SUPPLIED MATERIAL>
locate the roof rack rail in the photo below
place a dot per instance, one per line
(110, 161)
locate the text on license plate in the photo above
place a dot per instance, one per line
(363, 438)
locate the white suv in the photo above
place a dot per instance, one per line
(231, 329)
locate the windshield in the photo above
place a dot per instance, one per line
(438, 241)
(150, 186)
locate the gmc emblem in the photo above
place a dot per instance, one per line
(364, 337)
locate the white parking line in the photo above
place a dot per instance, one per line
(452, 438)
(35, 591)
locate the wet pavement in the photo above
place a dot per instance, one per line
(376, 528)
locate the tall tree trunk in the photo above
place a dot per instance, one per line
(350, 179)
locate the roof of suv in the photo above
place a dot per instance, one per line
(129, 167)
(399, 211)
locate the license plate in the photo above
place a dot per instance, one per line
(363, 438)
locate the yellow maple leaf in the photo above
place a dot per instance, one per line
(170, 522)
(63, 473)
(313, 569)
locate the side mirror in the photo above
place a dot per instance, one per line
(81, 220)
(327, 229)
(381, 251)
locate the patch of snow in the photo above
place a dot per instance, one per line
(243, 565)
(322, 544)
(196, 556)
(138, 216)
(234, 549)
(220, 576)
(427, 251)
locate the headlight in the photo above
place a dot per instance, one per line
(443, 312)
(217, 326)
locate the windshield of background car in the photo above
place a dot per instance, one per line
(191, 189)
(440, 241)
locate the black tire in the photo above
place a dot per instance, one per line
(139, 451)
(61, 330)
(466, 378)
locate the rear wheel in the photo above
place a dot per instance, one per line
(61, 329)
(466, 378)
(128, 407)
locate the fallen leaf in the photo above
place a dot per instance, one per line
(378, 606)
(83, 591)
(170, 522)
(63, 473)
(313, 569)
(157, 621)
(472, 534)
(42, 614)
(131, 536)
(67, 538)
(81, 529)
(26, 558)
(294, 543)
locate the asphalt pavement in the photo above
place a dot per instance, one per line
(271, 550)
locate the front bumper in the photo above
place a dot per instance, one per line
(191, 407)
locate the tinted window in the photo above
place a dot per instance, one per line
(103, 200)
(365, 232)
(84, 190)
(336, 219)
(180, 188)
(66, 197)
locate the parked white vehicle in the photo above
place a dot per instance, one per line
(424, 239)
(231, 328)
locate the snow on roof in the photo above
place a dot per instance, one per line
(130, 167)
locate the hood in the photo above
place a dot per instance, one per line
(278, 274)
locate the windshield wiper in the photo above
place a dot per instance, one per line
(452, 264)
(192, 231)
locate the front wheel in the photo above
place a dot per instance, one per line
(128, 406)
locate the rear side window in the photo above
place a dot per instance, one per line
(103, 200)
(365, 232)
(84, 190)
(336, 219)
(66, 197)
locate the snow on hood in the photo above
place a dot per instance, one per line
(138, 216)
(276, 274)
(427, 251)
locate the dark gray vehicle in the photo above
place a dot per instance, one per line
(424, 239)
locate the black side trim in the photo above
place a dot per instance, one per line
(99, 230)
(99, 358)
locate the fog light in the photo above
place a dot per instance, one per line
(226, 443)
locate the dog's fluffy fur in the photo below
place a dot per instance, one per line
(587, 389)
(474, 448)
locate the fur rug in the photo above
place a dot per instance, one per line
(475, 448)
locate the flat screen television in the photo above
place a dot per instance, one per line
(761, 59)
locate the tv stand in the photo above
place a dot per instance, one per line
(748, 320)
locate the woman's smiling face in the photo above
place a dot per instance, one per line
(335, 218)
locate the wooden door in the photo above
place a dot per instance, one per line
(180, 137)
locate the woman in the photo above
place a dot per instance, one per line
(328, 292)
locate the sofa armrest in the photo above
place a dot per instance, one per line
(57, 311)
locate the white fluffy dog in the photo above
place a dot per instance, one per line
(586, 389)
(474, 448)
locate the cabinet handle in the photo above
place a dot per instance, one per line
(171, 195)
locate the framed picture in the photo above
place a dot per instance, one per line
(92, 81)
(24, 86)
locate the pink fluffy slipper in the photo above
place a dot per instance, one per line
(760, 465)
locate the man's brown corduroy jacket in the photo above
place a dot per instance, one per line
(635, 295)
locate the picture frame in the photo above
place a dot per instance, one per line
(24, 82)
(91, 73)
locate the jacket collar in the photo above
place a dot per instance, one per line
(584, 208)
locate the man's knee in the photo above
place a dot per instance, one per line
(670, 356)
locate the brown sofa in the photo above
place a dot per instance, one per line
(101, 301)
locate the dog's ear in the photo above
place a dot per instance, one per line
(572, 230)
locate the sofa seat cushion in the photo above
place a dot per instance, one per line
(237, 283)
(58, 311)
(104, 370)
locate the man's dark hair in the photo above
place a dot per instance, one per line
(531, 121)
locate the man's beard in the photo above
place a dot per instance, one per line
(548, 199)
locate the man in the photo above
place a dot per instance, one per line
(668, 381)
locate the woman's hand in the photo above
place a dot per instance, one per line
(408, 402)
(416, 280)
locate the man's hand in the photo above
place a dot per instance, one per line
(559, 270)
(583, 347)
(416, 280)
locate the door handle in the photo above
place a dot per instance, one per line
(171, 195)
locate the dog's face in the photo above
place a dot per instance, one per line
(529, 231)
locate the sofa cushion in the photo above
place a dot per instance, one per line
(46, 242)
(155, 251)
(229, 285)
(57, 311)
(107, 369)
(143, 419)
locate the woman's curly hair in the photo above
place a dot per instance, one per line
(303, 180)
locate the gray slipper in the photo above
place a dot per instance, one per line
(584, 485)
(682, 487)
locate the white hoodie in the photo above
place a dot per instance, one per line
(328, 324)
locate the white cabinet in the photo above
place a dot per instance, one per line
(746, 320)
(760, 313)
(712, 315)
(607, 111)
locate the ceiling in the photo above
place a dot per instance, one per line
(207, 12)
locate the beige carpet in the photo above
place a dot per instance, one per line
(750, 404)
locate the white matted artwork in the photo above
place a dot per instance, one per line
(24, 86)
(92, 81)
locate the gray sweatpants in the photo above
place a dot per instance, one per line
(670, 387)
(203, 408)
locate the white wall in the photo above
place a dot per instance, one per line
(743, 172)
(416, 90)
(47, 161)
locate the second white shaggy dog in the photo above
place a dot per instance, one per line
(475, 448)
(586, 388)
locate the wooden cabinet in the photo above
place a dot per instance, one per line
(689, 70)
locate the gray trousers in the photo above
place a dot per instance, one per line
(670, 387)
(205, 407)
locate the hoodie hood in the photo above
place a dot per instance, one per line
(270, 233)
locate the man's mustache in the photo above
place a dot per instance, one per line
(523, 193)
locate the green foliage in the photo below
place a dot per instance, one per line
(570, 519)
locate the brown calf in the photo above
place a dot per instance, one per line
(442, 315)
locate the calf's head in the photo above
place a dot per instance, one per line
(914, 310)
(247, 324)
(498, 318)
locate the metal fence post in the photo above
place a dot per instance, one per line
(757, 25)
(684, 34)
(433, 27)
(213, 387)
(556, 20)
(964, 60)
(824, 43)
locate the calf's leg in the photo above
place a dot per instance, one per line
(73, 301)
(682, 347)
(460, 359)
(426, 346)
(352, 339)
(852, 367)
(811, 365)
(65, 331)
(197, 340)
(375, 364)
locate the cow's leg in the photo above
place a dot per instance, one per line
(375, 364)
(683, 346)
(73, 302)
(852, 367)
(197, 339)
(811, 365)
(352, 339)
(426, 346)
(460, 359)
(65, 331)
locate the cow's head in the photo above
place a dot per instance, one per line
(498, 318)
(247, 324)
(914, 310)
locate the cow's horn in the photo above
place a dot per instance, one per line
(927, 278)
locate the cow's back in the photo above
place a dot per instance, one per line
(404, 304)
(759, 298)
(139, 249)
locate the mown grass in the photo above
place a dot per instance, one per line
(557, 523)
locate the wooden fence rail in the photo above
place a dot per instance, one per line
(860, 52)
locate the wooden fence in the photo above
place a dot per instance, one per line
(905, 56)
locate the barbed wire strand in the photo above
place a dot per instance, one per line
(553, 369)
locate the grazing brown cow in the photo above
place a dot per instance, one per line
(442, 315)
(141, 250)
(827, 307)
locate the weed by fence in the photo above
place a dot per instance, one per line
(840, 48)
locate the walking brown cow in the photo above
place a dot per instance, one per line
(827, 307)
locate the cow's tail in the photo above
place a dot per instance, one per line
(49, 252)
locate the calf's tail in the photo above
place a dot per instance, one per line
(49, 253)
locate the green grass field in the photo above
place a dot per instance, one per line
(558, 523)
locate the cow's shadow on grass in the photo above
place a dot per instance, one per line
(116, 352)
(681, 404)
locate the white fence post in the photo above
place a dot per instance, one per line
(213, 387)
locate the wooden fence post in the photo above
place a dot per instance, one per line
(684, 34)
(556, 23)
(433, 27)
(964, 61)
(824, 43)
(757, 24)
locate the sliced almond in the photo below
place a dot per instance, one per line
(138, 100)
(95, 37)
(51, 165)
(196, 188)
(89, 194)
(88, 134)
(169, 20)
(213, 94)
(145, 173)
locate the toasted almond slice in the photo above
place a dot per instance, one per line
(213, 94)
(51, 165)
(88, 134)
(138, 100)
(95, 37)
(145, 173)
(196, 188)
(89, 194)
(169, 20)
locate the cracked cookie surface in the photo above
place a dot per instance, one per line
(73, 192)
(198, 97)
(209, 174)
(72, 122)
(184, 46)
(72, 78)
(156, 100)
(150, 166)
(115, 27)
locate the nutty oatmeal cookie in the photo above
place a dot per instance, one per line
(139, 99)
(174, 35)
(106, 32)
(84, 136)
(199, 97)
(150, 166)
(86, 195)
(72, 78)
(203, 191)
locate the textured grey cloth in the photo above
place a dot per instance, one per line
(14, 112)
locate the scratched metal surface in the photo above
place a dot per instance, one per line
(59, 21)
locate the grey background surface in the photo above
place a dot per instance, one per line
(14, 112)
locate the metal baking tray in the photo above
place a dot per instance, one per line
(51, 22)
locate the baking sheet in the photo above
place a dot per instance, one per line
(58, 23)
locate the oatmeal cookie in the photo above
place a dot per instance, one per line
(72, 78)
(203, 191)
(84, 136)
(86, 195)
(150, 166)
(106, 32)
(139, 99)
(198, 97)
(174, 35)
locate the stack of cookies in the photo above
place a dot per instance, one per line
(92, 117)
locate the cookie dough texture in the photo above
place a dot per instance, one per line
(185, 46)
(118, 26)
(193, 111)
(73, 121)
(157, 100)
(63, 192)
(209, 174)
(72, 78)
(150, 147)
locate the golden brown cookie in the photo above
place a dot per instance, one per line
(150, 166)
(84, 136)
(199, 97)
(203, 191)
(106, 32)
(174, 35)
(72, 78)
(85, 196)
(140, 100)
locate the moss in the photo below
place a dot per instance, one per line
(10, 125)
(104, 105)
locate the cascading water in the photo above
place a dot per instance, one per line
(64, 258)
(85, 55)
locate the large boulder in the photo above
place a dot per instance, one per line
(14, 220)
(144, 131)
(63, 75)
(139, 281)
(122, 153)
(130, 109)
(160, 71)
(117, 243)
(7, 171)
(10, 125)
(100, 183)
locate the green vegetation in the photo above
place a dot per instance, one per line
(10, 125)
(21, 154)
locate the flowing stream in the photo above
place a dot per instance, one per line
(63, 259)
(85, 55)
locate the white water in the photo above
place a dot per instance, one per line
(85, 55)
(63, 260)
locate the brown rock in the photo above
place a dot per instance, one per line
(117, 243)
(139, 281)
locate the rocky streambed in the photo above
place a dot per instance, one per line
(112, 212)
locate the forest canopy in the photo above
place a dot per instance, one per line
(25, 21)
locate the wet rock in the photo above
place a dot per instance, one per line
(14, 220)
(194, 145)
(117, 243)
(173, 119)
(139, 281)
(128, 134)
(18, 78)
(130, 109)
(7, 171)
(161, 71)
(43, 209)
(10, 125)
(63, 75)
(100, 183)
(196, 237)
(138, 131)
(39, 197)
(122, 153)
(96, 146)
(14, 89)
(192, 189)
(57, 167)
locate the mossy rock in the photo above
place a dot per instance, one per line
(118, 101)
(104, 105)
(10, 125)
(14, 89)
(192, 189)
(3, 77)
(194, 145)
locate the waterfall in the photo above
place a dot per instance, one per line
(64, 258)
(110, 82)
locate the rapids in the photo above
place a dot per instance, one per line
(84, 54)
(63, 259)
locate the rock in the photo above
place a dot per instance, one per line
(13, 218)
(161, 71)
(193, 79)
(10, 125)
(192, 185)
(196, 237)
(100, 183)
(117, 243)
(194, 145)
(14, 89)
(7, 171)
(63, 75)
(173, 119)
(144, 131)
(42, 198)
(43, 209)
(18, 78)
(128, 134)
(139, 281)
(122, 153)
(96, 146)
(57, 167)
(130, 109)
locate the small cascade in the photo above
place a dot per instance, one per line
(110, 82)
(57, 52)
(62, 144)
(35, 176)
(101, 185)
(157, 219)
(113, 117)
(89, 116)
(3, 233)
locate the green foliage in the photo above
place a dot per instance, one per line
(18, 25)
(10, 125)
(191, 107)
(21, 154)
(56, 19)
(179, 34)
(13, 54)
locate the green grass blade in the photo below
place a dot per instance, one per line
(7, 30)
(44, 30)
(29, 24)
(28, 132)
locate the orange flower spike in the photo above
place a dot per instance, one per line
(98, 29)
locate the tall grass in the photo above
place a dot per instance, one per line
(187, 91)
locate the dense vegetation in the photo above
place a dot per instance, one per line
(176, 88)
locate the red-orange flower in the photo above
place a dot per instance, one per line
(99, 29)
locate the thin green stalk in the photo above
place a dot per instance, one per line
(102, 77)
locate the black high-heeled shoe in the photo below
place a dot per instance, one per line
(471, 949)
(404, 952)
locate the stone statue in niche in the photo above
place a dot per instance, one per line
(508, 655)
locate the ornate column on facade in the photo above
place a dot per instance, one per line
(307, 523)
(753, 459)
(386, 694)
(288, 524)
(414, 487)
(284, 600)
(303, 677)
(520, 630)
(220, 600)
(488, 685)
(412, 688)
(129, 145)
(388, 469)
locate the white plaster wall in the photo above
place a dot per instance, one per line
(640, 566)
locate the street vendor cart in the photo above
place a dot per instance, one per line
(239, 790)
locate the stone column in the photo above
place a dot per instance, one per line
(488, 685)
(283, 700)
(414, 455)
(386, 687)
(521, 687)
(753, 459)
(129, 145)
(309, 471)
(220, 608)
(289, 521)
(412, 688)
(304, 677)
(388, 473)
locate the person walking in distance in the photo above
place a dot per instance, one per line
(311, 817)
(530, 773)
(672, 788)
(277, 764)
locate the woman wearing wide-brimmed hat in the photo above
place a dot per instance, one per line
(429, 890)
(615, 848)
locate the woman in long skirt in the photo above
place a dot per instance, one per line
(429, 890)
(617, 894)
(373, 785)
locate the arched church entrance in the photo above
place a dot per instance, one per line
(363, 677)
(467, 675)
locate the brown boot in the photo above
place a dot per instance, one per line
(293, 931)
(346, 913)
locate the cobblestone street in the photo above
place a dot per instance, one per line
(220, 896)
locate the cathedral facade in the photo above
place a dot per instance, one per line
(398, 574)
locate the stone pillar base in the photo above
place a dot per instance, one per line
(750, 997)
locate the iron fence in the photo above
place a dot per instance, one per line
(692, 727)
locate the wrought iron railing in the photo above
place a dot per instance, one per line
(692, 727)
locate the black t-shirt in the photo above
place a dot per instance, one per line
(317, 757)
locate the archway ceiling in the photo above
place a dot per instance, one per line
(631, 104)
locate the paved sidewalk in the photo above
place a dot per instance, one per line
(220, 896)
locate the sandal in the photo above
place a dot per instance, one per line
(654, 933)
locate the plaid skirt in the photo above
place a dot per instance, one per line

EXERCISE REQUIREMENTS> Exactly reproduce the lines that run from the line with "locate the ornate" through the last line of the records, inclusive.

SOLVED PROBLEM>
locate the ornate column on facade in the photo above
place a dot per instance, one per line
(307, 523)
(753, 459)
(386, 694)
(288, 524)
(414, 487)
(284, 600)
(303, 677)
(520, 630)
(220, 600)
(488, 685)
(412, 688)
(129, 145)
(388, 469)
locate the white plaster wall in the photo above
place a dot per instance, one per line
(640, 566)
locate the street vendor cart in the photo above
place a dot per instance, one per line
(239, 790)
locate the stone column in the photo above
place a dot per instance, one per line
(488, 685)
(283, 700)
(414, 455)
(386, 687)
(521, 687)
(753, 459)
(129, 145)
(309, 471)
(220, 608)
(289, 521)
(412, 688)
(304, 677)
(388, 473)
locate the person walking in distance in the photo above
place a dot per instance, one per line
(311, 817)
(530, 773)
(672, 788)
(277, 764)
locate the woman wearing wide-brimmed hat in the photo above
place a dot per instance, one per line
(429, 890)
(615, 848)
locate the woman in long skirt in the photo above
place a dot per instance, one per line
(429, 890)
(617, 894)
(373, 785)
locate the arched church entrance in the photo above
place a dot per instance, one per line
(363, 677)
(467, 675)
locate the brown boot in the photo above
place a dot per instance, one per line
(293, 931)
(346, 913)
locate the cobblestone street in the photo above
place a dot per instance, one per line
(220, 896)
locate the cathedral facade in the photo above
place a dot per instance, one per line
(398, 574)
locate the stone pillar base in the photo above
place a dot per instance, one per line
(750, 997)
locate the iron fence in the photo above
place a dot per instance, one per line
(692, 727)
locate the wrought iron railing in the photo above
place a dot per instance, one per line
(692, 727)
locate the black t-shirt in the photo above
place a dot per instance, one per line
(317, 757)
locate the archway ceiling in the photo above
place a dot per instance, one per line
(631, 104)
locate the paved sidewalk in the photo above
place a dot per instance, one per line
(220, 896)
locate the sandal in the photo above
place a dot per instance, one per line
(654, 933)
locate the plaid skirt in the photo above
place a dot per instance, one per line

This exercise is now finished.